§ **Assignment**
According to the commentary, how reliable did Elliott and colleagues find individual differences in task-based fMRI activity to be?

§ **Extract**
━━━━

Functional MRI Can Be Highly Reliable,but It Depends on What You Measure: A Commentary on Elliott et al. (2020)

In a recent article, Elliott and colleagues (2020) evaluated the reliability of individual differences in task-based functional MRI (fMRI) activity and found reliability to be poor. They concluded that “commonly used task-fMRI measures generally do not have the test-retest reliability necessary for biomarker discovery or brain–behavior mapping” (p. 801). This is an important and timely effort, and we applaud it for spotlighting the need to evaluate the measurement properties of fMRI. Large samples combined with pattern-recognition techniques have made translational applications finally seem within reach. As the field gets serious about using the brain to predict behavior and health outcomes, reliability will become increasingly important.

━━━━

§ **Dataset entries**
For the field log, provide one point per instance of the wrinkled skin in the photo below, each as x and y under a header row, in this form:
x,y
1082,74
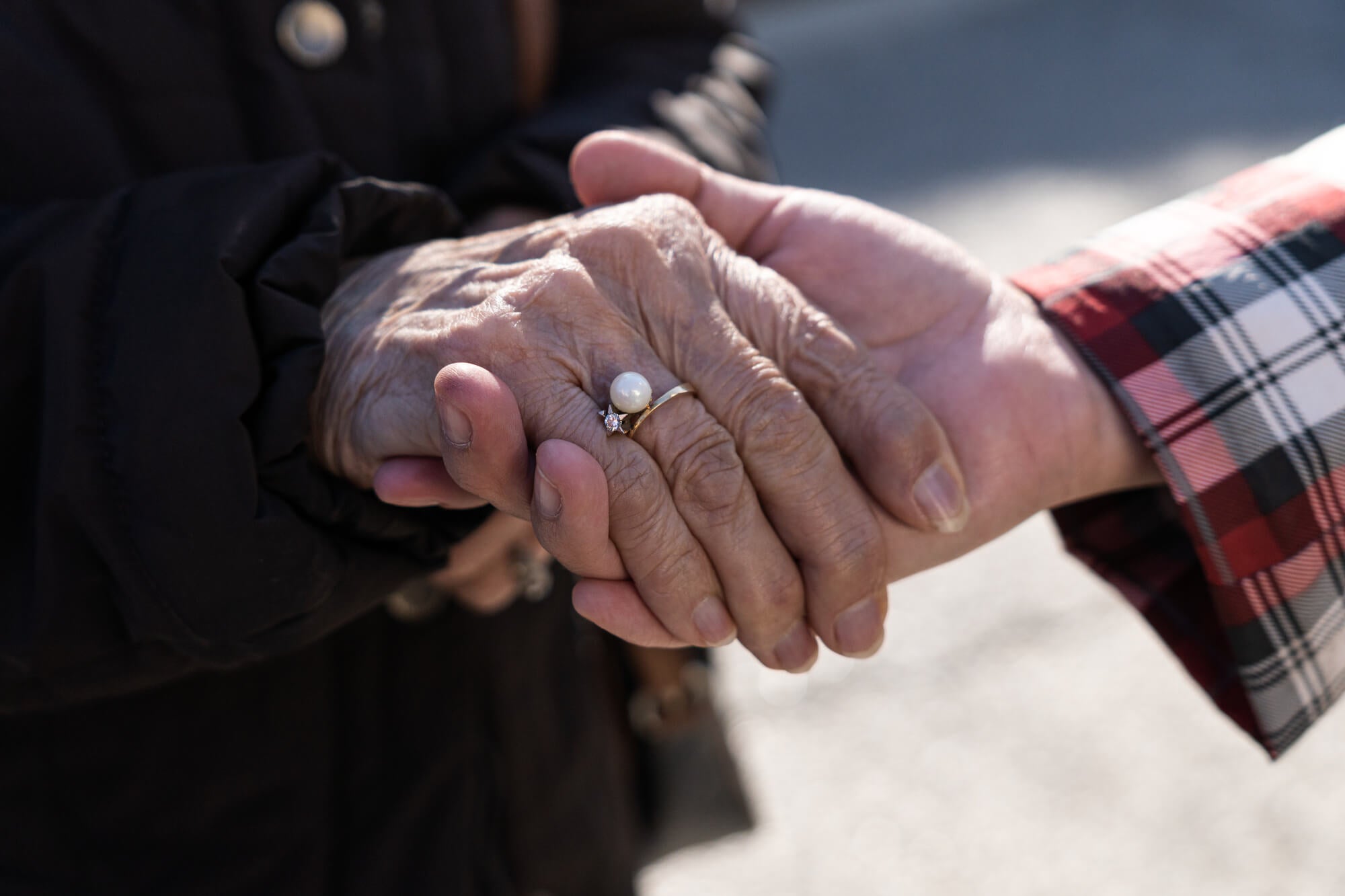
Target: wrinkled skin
x,y
1031,424
731,513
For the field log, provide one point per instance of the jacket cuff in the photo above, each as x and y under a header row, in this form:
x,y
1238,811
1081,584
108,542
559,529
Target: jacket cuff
x,y
1217,321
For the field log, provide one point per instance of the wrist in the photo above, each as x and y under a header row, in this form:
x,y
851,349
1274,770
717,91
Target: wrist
x,y
1104,451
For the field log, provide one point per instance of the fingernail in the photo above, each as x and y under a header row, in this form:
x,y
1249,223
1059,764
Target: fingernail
x,y
548,495
942,499
458,428
798,650
714,622
860,630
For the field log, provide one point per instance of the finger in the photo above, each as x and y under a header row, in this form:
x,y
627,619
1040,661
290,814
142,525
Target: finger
x,y
485,447
571,512
615,166
617,607
715,494
896,444
809,495
486,548
894,440
422,482
668,564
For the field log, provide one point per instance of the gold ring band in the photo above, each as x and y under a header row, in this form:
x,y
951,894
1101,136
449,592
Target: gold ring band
x,y
684,389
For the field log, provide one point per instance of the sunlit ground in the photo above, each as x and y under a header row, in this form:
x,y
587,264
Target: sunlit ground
x,y
1023,731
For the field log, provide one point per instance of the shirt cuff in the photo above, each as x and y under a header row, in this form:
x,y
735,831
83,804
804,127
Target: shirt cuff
x,y
1219,323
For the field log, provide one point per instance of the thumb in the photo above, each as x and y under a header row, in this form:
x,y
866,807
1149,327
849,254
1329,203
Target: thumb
x,y
615,166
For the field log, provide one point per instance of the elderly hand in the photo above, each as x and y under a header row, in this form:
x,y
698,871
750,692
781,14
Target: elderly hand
x,y
1031,424
732,512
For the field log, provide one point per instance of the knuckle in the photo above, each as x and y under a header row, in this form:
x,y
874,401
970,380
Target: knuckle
x,y
705,473
909,431
669,208
562,278
631,491
778,592
824,356
676,565
853,549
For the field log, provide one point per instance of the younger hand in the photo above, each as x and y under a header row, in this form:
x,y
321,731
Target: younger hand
x,y
1031,424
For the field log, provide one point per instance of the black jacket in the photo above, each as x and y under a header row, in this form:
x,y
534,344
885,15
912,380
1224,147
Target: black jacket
x,y
196,693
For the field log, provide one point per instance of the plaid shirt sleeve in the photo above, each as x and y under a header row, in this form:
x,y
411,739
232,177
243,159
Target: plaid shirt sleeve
x,y
1219,323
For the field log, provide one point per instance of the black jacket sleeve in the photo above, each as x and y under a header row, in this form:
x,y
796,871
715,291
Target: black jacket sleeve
x,y
158,350
669,68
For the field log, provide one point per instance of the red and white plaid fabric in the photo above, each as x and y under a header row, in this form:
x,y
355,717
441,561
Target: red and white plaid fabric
x,y
1219,321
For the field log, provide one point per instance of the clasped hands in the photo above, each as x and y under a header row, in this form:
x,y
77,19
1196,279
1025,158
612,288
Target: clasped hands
x,y
870,401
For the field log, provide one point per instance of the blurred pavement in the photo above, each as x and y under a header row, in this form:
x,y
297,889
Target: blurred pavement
x,y
1023,732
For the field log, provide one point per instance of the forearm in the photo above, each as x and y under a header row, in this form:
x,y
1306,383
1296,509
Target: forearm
x,y
1214,322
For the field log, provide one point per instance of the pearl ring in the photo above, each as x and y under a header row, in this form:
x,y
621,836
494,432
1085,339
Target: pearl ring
x,y
630,396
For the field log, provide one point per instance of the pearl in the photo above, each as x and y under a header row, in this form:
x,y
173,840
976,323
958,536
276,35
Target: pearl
x,y
631,393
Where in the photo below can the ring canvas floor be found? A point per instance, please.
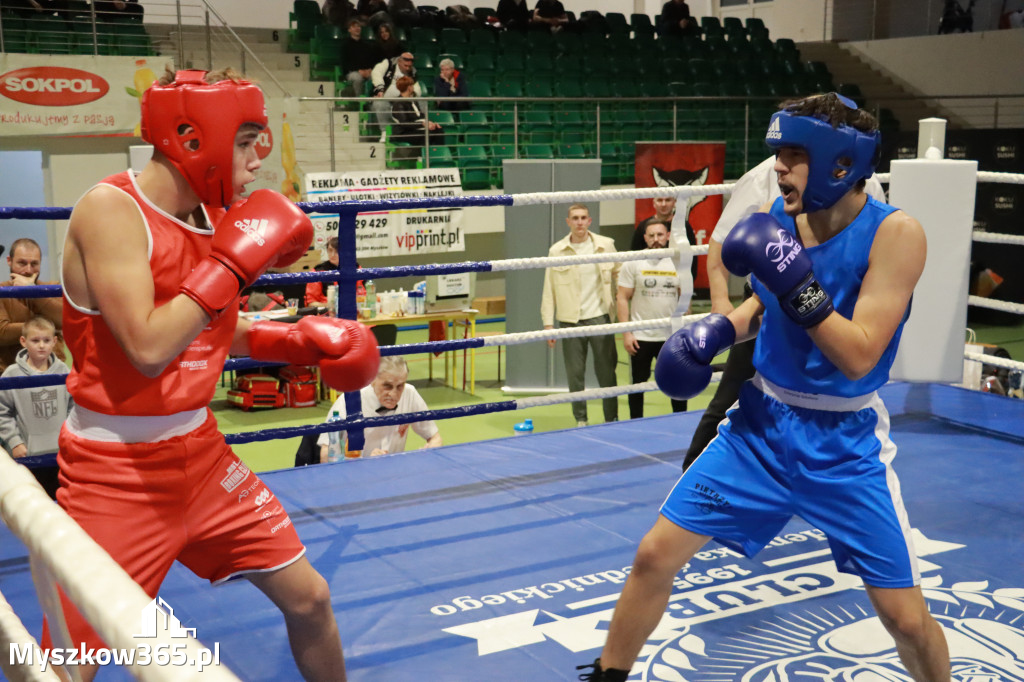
(503, 560)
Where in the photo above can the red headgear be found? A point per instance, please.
(214, 112)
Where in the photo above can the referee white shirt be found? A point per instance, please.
(388, 438)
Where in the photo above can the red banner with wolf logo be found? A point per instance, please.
(681, 164)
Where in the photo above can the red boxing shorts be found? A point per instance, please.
(187, 498)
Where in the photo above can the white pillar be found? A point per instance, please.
(940, 195)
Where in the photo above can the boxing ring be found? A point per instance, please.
(503, 559)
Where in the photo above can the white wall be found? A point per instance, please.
(972, 64)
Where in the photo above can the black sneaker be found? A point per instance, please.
(597, 674)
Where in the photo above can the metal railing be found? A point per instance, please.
(606, 127)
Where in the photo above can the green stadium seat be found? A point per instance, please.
(453, 39)
(325, 54)
(131, 39)
(571, 151)
(511, 41)
(539, 87)
(473, 156)
(50, 35)
(733, 25)
(437, 157)
(485, 39)
(444, 119)
(481, 61)
(498, 154)
(420, 35)
(15, 34)
(302, 23)
(577, 134)
(642, 26)
(617, 24)
(482, 14)
(479, 89)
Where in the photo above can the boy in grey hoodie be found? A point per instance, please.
(31, 418)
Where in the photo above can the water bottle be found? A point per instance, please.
(524, 427)
(335, 440)
(372, 298)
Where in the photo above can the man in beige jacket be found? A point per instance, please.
(579, 296)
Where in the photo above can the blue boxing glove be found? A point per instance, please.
(760, 245)
(683, 367)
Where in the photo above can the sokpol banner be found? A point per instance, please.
(391, 232)
(42, 94)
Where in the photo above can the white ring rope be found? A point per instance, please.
(983, 176)
(1003, 178)
(1006, 306)
(518, 338)
(13, 633)
(108, 597)
(1005, 363)
(614, 257)
(996, 238)
(593, 393)
(536, 198)
(589, 394)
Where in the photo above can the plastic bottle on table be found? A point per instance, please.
(372, 298)
(360, 300)
(335, 440)
(332, 300)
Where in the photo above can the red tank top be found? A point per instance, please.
(102, 379)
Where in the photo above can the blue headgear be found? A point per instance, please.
(827, 148)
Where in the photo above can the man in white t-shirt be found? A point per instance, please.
(757, 187)
(582, 296)
(389, 394)
(648, 290)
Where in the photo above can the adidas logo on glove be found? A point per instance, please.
(254, 227)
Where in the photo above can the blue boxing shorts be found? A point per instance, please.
(825, 459)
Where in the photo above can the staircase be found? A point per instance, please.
(879, 89)
(311, 128)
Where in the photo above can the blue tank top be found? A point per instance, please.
(784, 353)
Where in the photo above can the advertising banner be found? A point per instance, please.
(683, 164)
(40, 94)
(391, 232)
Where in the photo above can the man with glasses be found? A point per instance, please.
(384, 77)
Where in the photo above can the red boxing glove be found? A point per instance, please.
(345, 350)
(264, 230)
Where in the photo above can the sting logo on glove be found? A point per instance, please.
(809, 298)
(776, 251)
(254, 227)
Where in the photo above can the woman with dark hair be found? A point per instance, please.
(316, 291)
(412, 124)
(388, 46)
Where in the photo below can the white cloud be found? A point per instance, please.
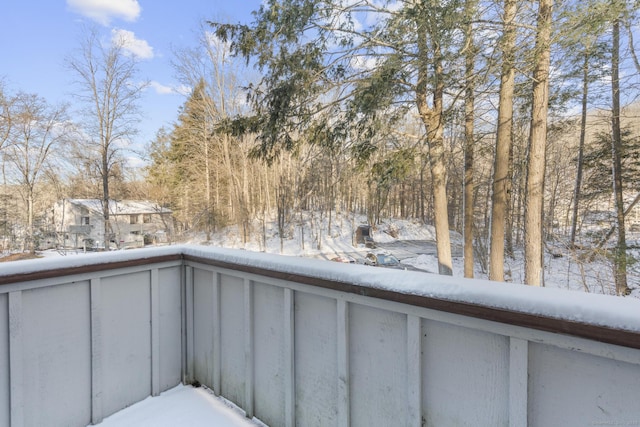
(170, 90)
(162, 89)
(128, 41)
(103, 11)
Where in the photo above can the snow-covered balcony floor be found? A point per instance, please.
(180, 406)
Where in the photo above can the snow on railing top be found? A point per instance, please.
(531, 306)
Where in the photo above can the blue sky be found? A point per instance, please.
(36, 36)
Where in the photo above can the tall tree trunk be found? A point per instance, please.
(433, 121)
(469, 106)
(620, 260)
(105, 199)
(537, 148)
(503, 144)
(583, 133)
(32, 246)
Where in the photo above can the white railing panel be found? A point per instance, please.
(315, 359)
(56, 355)
(126, 340)
(203, 324)
(570, 388)
(377, 366)
(268, 351)
(465, 376)
(232, 375)
(5, 402)
(170, 316)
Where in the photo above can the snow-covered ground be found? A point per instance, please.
(317, 240)
(181, 406)
(320, 238)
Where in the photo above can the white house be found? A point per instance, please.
(79, 223)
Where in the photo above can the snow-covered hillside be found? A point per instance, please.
(563, 269)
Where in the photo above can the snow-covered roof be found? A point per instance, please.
(121, 207)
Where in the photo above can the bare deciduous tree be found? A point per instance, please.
(109, 89)
(36, 129)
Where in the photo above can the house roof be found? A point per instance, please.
(121, 207)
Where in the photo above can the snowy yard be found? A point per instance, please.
(180, 406)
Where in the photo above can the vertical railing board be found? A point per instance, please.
(414, 371)
(203, 316)
(571, 388)
(96, 351)
(232, 371)
(56, 356)
(5, 396)
(469, 364)
(269, 348)
(126, 340)
(316, 360)
(15, 359)
(518, 382)
(170, 314)
(344, 404)
(289, 359)
(188, 377)
(377, 366)
(155, 333)
(248, 348)
(217, 334)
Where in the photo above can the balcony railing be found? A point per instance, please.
(304, 342)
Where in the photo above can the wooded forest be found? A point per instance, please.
(515, 123)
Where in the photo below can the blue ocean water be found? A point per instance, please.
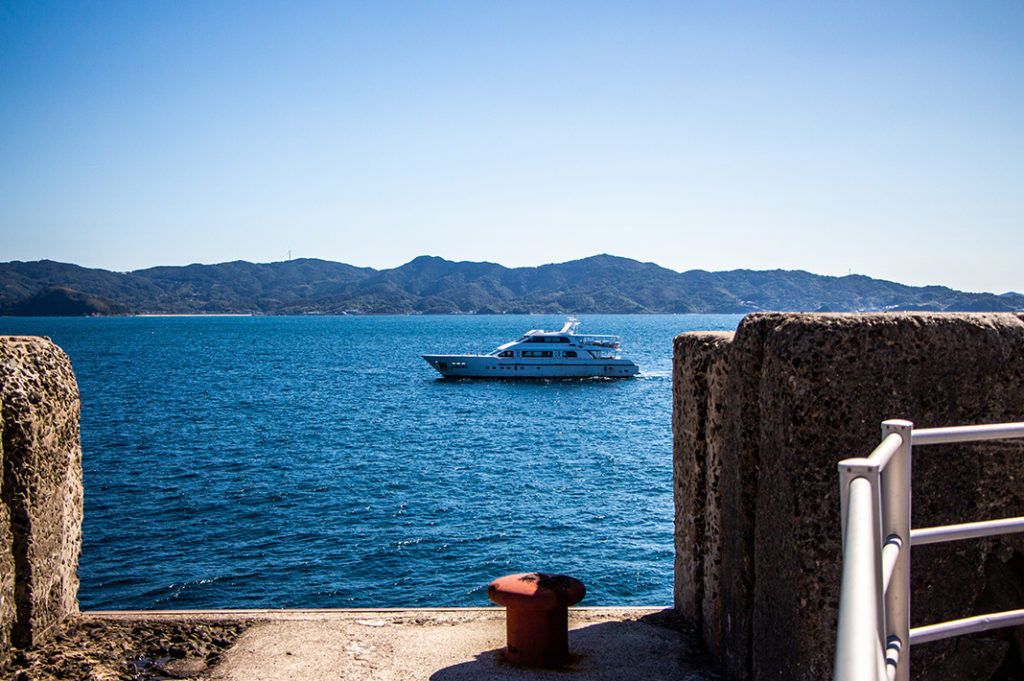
(318, 462)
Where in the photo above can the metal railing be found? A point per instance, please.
(875, 632)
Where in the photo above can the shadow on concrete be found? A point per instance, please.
(650, 648)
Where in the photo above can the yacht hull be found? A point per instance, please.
(479, 366)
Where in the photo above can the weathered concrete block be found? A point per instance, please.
(7, 612)
(42, 483)
(699, 375)
(805, 391)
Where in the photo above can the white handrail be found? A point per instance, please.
(873, 620)
(968, 433)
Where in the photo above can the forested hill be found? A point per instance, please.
(431, 285)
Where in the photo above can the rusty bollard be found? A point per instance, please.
(537, 615)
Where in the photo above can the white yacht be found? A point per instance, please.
(540, 353)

━━━━

§ **Solution to this task**
They found the reliability to be poor.